— INSTRUCTIONS TO FOLLOW —
Pull out every line below holding the word "distant".

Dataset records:
<<<<

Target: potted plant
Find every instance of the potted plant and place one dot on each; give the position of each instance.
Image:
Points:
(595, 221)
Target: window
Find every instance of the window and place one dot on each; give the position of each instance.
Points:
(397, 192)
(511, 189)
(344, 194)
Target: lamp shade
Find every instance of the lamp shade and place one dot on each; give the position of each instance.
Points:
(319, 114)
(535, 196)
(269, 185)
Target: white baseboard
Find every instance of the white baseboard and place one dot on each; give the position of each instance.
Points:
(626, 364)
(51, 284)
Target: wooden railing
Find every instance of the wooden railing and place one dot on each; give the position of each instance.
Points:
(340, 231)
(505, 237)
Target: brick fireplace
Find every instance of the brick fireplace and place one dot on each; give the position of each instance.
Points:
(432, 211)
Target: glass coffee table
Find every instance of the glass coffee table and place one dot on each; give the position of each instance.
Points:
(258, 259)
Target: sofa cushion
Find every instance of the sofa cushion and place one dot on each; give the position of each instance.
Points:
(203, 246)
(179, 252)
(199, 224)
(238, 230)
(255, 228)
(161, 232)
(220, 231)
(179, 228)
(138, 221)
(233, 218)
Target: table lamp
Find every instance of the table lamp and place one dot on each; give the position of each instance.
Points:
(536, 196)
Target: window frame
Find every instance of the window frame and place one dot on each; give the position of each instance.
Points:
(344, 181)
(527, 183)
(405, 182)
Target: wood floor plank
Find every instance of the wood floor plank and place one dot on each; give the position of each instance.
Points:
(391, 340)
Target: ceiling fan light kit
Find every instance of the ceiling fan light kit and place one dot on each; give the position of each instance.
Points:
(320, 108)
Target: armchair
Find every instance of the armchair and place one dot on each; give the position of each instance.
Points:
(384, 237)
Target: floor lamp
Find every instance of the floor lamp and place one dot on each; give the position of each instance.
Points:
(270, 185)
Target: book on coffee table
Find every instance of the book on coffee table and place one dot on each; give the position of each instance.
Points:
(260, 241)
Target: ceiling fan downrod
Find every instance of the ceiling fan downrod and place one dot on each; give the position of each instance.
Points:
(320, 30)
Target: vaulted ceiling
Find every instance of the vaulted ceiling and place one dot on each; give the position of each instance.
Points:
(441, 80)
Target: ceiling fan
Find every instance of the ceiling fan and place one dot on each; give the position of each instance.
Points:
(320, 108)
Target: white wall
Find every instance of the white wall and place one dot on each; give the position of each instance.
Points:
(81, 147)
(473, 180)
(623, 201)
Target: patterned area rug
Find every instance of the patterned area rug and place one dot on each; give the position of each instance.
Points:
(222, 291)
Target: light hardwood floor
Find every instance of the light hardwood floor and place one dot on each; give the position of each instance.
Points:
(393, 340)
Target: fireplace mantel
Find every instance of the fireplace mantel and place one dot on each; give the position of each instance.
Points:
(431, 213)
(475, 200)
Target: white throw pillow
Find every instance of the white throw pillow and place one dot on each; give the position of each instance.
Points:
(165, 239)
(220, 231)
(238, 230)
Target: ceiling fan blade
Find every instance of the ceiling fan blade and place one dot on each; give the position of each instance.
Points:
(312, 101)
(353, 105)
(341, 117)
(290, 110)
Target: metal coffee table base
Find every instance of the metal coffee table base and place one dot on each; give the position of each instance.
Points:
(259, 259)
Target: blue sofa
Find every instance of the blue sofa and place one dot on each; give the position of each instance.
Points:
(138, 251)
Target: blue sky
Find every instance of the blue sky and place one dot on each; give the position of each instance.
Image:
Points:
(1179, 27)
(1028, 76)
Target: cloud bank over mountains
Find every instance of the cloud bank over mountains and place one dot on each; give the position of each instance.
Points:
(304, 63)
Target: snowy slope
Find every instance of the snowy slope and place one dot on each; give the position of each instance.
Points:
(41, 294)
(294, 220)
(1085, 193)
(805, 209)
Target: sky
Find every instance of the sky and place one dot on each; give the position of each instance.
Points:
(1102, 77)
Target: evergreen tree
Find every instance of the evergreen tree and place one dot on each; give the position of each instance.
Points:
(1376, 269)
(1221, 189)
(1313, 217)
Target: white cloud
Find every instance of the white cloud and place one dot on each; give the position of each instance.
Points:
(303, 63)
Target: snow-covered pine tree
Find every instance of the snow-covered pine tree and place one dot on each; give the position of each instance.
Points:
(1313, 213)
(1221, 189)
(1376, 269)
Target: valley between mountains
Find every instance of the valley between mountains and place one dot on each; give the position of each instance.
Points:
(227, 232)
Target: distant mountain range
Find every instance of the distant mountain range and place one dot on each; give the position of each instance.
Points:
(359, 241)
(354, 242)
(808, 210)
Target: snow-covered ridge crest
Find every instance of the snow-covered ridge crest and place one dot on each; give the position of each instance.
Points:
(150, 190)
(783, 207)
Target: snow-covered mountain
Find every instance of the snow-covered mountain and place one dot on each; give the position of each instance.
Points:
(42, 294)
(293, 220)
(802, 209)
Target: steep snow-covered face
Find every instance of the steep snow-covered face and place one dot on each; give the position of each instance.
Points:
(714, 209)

>>>>

— EXERCISE RESPONSE —
Target: distant mountain range
Find every instance of the distant mountain range and place one dot on each; give the position of each instance.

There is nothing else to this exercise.